**EXERCISE REQUIREMENTS:**
Beginning with the first entry, print all the records exactly.

○ ○ ○ ○ ○

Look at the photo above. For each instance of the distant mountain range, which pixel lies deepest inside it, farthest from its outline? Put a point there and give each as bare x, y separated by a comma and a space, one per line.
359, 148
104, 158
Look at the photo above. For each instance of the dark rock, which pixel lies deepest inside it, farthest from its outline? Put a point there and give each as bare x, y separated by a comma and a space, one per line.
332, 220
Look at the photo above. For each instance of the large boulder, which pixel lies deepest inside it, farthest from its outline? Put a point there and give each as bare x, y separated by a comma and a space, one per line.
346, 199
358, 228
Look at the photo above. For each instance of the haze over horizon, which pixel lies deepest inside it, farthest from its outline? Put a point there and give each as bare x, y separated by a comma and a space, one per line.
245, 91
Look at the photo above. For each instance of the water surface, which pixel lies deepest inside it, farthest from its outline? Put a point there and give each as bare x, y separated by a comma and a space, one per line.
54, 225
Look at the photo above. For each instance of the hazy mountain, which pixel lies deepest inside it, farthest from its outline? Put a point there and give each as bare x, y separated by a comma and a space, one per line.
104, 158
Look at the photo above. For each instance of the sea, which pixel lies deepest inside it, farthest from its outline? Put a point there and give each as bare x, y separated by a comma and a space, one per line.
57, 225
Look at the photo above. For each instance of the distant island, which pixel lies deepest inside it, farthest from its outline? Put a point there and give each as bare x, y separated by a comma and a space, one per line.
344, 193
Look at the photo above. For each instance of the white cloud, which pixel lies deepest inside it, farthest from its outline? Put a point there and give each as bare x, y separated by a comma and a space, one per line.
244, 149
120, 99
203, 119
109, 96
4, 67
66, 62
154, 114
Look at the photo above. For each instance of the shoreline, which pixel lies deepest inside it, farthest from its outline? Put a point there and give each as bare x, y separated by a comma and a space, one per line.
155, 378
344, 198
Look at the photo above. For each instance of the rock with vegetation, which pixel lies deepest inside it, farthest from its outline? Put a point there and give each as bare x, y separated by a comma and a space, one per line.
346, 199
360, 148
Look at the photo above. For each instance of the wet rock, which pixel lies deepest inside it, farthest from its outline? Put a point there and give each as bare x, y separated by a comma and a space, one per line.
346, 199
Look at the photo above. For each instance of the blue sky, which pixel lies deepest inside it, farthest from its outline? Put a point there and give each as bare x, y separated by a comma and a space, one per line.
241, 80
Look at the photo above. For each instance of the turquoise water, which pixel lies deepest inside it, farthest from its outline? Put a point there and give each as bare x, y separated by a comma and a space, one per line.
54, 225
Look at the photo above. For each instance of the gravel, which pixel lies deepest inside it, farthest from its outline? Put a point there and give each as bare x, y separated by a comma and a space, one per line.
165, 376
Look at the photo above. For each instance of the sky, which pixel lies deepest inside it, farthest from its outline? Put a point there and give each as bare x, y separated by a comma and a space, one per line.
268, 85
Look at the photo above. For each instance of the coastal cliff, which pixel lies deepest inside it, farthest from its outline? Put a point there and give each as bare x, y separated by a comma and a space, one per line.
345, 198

○ ○ ○ ○ ○

**EXERCISE ANSWER:**
Look at the photo above. For each instance of the distant mountain range, which pixel lies deepest inside it, farthest from its outline? Put a point there and give each as bare x, y separated by a comma and a space, one per line.
359, 148
104, 158
Look at the photo above. For each instance of the dark rock, which pixel lies deepest inside it, farthest from its outline? Put a point there and give each as bare x, y separated by a comma and a space, one per line.
332, 220
Look at the photo above. For each instance of the large boulder, which pixel lies deepest inside it, farthest from its outline? Put a point there and give each as bare x, y separated by a comma and a space, one per line.
346, 199
358, 228
Look at the photo above. For each instance of the haze over horizon, which pixel lies deepest inside it, farthest from its outline? Put a point there and give each as bare x, y separated by a comma and a space, one per line.
245, 91
Look at the photo above. For each instance of the water surface, which pixel lies deepest inside it, farthest from its outline? Put a point there and give each as bare x, y separated by a comma and a space, one per line.
54, 225
Look at the photo above. For each instance of the hazy mountain, which pixel lies deepest inside it, farthest from its outline? Put a point there and give each as bare x, y separated by a comma and a space, one per line.
104, 158
Look at the photo above. For each instance of the sea, which pixel lies deepest inside it, farthest from its outline? Put a point there and give each as bare x, y separated by a comma and a space, one per line.
57, 225
Look at the photo above. For each instance of the distant island, which pixel lies deepest inside it, farthest from its outline? Put a point there and give each as bare x, y separated by a comma and a space, one per line.
344, 193
Look at the photo above. For each instance of the white cloud, which pixel lies deepest inside it, farthest from its outline? Put a point there and give each as bare x, y separated by a comma and a space, one per line.
244, 149
120, 99
203, 119
109, 96
4, 67
66, 62
154, 114
Look at the photo above. For each instance of the shoreline, which pixel lies deepest inside it, farthest from its outline? Put a point there and give each as bare x, y separated by a comma and a space, one per line.
155, 378
344, 198
Look at the photo above. For each instance of the rock with vegetation, which pixel lies deepest inside it, farthest from its outline? Put a point there and give each as bare x, y separated by a comma and a space, one per line.
346, 199
360, 148
Look at the photo above. For each instance of the wet rock, which pixel lies deepest inside it, farthest from its outline? Put a point there and give each as bare x, y separated by a comma and a space, one per line.
346, 199
Look at the photo above. For each instance of the blue sky, which pixel lies deepest inside it, farthest from its outline? Put a point there and give each as bare x, y separated by a comma and a space, one per line.
241, 80
Look at the photo above. For each instance of the turquoise water, which pixel lies deepest inside it, farthest from its outline? Put a point there and give each as bare x, y separated by a comma and a space, one per line.
54, 225
Look at the photo above. For each instance of the gravel, which pixel lies deepest inside it, farthest from its outline? Put a point there and give each as bare x, y separated by a comma and a space, one per line.
165, 376
Look at the photo above. For each instance of the sky, which pixel lies deepest inside it, farthest from its outline? Put a point there and give each as bare x, y separated by a comma and a space, one per line.
268, 85
Look at the photo above. For each instance of the coastal cliff, which pixel lies deepest inside it, farthest from its outline? Put a point there and give each as bare x, y separated by a comma and a space, one per line.
345, 198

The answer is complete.